Your task is to copy the stretch of lines in the records below that begins with the line containing "Target: white cloud" and ends with the line containing "Where can the palm-like", exactly as written, with nothing added.

Natural-language object grounding data

··········

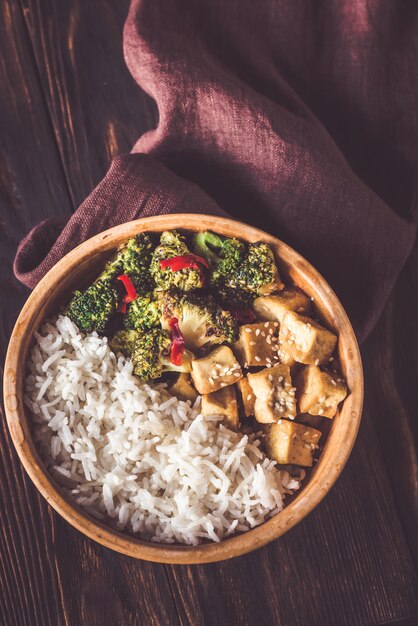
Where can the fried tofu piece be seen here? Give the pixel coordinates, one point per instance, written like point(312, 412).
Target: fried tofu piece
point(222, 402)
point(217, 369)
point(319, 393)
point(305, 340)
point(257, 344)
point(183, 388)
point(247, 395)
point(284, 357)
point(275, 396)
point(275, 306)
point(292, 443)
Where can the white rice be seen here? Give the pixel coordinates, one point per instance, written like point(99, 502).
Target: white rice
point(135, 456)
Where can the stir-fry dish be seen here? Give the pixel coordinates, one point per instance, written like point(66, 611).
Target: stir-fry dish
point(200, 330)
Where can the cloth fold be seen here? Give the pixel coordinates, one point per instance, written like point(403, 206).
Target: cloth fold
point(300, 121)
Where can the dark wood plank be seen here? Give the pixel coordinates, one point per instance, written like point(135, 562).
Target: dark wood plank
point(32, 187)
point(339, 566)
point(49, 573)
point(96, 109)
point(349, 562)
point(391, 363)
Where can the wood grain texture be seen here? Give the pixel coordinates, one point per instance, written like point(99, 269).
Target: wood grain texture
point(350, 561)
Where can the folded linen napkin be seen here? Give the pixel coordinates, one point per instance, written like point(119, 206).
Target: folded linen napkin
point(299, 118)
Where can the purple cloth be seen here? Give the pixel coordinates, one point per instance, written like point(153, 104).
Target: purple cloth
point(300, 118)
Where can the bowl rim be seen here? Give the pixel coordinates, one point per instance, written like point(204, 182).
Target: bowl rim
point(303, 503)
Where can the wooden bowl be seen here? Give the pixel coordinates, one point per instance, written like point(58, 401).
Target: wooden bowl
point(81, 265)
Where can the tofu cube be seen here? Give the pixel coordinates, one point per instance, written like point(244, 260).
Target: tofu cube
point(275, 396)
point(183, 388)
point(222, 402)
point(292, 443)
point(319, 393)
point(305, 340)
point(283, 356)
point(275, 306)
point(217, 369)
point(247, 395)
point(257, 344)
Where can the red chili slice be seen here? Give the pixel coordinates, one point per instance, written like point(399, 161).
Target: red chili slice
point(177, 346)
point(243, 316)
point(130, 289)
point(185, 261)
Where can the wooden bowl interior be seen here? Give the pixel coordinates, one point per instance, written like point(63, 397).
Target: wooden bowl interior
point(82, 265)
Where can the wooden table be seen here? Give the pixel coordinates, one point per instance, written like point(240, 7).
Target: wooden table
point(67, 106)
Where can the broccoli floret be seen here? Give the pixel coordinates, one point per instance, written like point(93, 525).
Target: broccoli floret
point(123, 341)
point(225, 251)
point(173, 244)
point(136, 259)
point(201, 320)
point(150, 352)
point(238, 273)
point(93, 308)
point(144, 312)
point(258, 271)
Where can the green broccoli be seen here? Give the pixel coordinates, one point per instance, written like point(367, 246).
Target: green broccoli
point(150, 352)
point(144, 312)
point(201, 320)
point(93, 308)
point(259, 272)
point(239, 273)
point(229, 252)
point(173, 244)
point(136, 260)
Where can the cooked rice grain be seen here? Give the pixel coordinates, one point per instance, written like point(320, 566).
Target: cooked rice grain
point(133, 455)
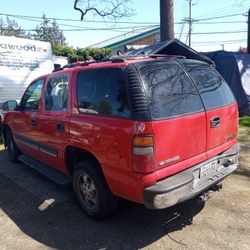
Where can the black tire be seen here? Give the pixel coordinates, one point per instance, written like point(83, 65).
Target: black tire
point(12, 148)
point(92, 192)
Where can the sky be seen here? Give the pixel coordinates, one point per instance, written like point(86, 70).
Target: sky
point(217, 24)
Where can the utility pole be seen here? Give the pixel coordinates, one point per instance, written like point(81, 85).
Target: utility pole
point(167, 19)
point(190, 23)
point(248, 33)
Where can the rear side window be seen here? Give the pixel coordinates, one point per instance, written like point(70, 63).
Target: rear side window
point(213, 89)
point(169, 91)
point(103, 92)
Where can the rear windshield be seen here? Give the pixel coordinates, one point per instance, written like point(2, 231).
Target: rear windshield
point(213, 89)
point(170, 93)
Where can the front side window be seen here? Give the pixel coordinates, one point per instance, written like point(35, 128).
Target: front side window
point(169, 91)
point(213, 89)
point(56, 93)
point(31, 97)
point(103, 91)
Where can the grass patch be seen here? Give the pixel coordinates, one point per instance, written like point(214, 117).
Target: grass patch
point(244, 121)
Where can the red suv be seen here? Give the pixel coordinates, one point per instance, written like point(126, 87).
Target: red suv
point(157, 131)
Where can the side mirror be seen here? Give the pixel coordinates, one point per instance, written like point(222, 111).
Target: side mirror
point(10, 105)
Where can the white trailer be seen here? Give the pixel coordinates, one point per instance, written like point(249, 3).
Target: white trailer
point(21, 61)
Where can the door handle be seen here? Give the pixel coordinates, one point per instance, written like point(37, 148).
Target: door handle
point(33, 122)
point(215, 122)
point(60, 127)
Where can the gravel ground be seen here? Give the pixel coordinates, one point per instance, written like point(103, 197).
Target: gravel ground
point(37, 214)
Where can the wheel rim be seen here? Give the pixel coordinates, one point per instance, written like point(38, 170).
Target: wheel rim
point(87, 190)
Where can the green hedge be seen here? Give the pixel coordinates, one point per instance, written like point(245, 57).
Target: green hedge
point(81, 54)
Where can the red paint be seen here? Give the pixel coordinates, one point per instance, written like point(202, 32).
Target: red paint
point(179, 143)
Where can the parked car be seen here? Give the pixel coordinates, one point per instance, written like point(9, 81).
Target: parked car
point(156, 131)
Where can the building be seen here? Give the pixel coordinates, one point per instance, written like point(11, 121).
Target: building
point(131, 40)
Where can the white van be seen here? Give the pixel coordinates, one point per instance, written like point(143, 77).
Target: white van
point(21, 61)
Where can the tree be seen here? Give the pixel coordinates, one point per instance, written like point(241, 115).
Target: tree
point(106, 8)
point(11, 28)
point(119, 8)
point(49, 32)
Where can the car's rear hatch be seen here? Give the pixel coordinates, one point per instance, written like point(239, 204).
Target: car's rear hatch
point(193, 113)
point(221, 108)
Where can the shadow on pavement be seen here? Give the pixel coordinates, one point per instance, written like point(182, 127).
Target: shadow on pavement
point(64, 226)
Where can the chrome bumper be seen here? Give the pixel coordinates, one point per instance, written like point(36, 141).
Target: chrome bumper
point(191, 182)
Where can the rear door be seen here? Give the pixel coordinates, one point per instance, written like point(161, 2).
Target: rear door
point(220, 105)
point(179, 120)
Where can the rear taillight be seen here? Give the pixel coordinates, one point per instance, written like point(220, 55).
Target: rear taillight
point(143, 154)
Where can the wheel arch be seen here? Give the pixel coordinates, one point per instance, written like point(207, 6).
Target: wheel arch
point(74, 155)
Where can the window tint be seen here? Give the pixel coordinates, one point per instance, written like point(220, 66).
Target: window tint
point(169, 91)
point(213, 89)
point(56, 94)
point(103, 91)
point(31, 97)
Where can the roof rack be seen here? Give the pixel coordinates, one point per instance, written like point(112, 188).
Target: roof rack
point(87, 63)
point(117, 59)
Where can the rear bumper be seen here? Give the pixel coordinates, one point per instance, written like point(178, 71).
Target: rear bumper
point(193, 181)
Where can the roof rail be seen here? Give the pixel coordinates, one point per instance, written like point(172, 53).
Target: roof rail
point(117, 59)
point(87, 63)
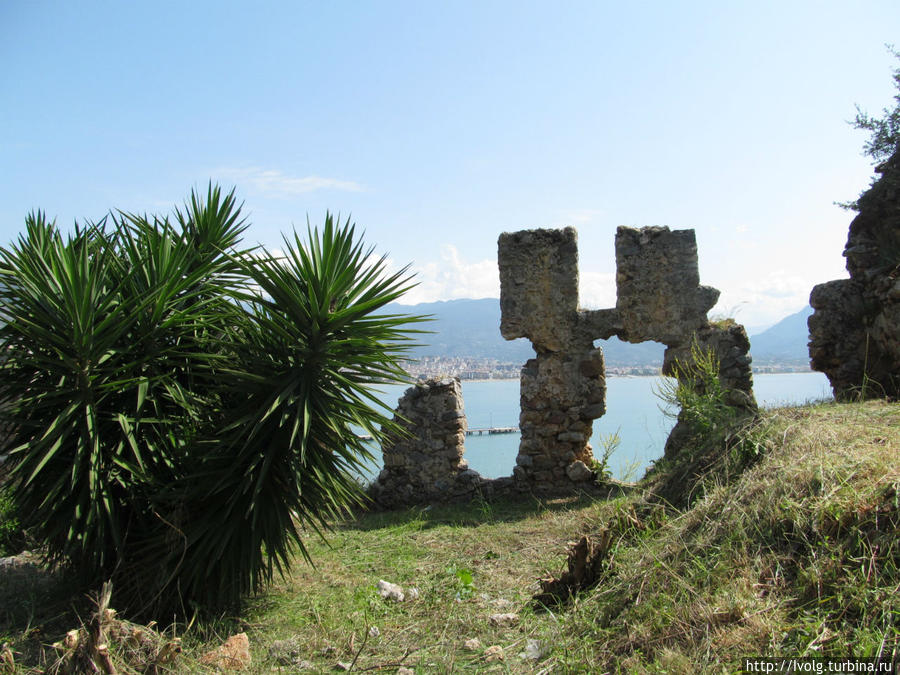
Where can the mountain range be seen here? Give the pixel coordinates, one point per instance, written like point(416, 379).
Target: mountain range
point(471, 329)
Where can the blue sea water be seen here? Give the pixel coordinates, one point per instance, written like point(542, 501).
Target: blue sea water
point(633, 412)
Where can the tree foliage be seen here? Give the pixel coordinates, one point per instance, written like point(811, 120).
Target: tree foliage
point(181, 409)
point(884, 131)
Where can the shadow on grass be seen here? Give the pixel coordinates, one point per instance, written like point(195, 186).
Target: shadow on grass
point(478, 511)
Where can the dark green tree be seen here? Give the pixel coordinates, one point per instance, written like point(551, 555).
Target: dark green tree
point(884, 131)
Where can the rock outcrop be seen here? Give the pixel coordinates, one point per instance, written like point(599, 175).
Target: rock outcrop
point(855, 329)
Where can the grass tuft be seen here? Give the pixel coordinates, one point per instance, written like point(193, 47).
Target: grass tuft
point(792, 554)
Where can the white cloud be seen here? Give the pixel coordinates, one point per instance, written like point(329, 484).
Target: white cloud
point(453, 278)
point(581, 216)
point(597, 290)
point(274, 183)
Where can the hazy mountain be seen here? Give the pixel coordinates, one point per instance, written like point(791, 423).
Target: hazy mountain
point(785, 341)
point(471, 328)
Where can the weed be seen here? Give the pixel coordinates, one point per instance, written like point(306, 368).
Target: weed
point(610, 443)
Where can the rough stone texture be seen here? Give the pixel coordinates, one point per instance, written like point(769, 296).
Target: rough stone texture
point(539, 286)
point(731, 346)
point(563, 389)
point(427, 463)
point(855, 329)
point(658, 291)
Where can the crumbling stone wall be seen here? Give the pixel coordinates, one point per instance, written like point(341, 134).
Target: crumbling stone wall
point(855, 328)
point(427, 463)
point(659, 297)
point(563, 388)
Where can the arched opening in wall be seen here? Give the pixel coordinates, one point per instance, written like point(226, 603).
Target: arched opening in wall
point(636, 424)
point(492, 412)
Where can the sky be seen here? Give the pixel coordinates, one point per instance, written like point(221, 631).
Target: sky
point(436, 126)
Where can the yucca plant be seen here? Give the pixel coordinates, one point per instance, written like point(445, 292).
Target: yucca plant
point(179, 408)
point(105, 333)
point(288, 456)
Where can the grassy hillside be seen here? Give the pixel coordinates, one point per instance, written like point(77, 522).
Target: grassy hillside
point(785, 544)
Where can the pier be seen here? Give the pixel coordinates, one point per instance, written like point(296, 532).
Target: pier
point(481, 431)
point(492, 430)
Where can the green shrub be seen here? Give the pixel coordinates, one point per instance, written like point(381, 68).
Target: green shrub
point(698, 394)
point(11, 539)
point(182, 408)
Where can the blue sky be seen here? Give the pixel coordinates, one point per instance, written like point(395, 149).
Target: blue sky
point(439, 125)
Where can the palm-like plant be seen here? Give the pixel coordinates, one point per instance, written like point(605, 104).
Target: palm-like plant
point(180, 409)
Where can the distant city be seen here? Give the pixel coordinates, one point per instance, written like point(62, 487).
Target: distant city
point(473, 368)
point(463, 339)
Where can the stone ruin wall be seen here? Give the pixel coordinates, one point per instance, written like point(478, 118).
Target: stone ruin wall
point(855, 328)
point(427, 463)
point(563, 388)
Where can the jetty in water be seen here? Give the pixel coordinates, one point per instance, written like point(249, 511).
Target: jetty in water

··········

(Reply)
Target: white cloud
point(453, 278)
point(581, 216)
point(597, 290)
point(274, 183)
Where can the hazy mountain be seen here? Give the pixel coordinates, one point per instance, written like point(791, 423).
Target: hazy mountain
point(785, 341)
point(471, 328)
Where can the weed be seen here? Give the pixel coordinates, one point per instance, written like point(306, 368).
Target: weed
point(610, 443)
Where can the rough stone texture be seen here? Give the pixel coordinates, one point per instance, written like point(769, 296).
Target: rough stone texture
point(539, 286)
point(731, 346)
point(563, 389)
point(427, 463)
point(855, 329)
point(658, 291)
Where can the crumbling stone wall be seen here? Give the pixel coordinates, one point per instance, written like point(341, 134).
Target: crumbling stone wall
point(855, 328)
point(427, 463)
point(659, 297)
point(563, 388)
Where can the arched opening in wall be seen here? Give the pixel coordinates, one point per instance, written like point(226, 603).
Target: arched opening in wall
point(636, 424)
point(492, 412)
Where can the sky be seen here? Give the pixel coordinates, one point per instance, written like point(221, 631).
Target: sky
point(436, 126)
Where can the yucca plant be seen here? Give the pixel coordinates, one point per instance, written like point(445, 292).
Target: yucca plant
point(179, 408)
point(105, 333)
point(288, 456)
Where can the grassy hillside be seen here? Give the pixel coordinates, one point per instance, written like point(77, 522).
Target: grassy hillside
point(785, 544)
Where can the pier be seen here? Give the pixel coordinates, one point per instance, written like point(296, 532).
Target: pier
point(481, 431)
point(492, 430)
Where can the green shrub be seen here? Give the pixel coordinates, one point per instance, written like point(381, 68).
Target: green shrub
point(698, 394)
point(11, 539)
point(182, 408)
Where can the blue sky be seen here? Give the pixel coordinates, one point per instance, written like point(395, 149).
Target: blue sky
point(439, 125)
Where can the palm-like plant be seen here? Give the pixel coordinates, one point per instance, written like point(605, 104).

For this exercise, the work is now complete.